§ **SOURCE TEXT**:
☆ ☆ ☆
Homeless on the Increase in Torrevieja?
What is it like to be homeless? Where do they live? How many are there? Many questions about a world which has always existed but was largely hidden from view. Numbers were low and the homeless were largely made up of drifters, layabouts and addicts. Now However? Things are changing and we see many more beggars, men, women and even children collecting ‘chattarra’ (scrap-metal, paper, cardboard, larger plastic items). A scruffy looking lot, smelly with it.
But think, how desperate must they be to walk around for many hours searching through bins full of stinking rubbish, pushing heavy laden carts uphill – and for what? For a pittance! On a good day maybe 3, 4, 5 Euros, on a bad day 70, 80, 90 cents. So many of them now walking our streets, there is not enough to go around anymore, even in our throw-away society. The pickings are getting less and less, it’s getting harder to get enough money for even the basic food. Candles, detergent to wash what little clothes they have, medicine, even simple painkillers, sticky plasters are all luxury items, this list goes on and on. But – don’t they all smoke? Drink alcohol?
☆ ☆ ☆
§ **ENTRIES PROVIDED**:
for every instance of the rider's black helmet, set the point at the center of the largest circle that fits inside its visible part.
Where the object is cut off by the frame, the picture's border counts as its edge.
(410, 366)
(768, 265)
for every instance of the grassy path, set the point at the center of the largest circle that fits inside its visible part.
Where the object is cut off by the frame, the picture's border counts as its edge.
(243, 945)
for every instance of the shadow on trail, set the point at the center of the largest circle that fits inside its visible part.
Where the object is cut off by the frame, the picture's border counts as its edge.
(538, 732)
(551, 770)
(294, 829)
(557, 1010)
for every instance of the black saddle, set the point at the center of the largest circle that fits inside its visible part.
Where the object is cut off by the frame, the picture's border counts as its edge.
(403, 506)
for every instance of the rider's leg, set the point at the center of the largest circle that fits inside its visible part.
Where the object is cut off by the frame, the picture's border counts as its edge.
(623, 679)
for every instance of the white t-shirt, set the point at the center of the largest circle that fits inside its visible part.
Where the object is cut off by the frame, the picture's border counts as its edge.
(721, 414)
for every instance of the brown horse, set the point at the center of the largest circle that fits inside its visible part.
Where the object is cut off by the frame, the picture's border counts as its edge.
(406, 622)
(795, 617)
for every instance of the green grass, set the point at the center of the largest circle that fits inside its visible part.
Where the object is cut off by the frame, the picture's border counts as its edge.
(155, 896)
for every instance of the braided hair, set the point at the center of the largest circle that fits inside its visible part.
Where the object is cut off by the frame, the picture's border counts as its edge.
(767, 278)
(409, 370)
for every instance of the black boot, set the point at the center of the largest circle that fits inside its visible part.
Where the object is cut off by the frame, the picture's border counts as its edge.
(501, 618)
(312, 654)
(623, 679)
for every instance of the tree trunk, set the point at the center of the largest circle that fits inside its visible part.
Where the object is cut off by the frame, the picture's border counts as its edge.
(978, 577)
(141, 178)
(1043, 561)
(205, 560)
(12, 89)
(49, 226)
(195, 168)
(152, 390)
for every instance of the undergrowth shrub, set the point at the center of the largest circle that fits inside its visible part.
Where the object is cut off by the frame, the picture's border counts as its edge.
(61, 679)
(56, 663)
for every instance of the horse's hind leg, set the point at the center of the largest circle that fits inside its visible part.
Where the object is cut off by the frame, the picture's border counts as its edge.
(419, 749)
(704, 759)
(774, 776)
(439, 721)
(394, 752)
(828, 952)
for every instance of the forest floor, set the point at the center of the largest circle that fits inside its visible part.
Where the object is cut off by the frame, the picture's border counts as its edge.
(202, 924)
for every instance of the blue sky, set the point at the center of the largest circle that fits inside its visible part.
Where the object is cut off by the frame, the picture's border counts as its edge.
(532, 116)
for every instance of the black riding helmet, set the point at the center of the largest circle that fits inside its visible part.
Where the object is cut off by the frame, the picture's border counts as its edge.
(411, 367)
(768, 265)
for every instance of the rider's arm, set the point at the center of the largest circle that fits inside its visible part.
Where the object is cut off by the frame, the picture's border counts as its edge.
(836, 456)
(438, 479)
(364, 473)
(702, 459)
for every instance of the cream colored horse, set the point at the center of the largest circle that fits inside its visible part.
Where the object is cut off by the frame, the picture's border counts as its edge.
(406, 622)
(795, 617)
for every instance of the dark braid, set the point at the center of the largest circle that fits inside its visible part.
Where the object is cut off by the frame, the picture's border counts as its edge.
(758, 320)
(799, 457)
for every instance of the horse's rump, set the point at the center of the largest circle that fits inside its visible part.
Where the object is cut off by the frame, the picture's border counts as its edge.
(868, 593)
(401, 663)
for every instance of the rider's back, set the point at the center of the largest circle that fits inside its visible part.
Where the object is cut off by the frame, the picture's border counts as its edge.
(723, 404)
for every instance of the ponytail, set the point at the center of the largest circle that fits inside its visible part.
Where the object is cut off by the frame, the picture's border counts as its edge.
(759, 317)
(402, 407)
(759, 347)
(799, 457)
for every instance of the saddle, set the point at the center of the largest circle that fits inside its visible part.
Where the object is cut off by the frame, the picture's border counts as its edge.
☆ ☆ ☆
§ **WHAT YOU WILL DO**:
a. List the kinds of material that the Torrevieja article says make up "chattarra."
b. According to the Torrevieja article, how much might a collector earn on a bad day?
c. Write out everything in the Torrevieja article from "Homeless on the" down to "smelly with it.".
The records have no connection to the Torrevieja article.

§ **ANSWERS**:
a. Scrap-metal, paper, cardboard, and larger plastic items.

b. 70, 80, or 90 cents.

c.
Homeless on the Increase in Torrevieja?
What is it like to be homeless? Where do they live? How many are there? Many questions about a world which has always existed but was largely hidden from view. Numbers were low and the homeless were largely made up of drifters, layabouts and addicts. Now However? Things are changing and we see many more beggars, men, women and even children collecting ‘chattarra’ (scrap-metal, paper, cardboard, larger plastic items). A scruffy looking lot, smelly with it.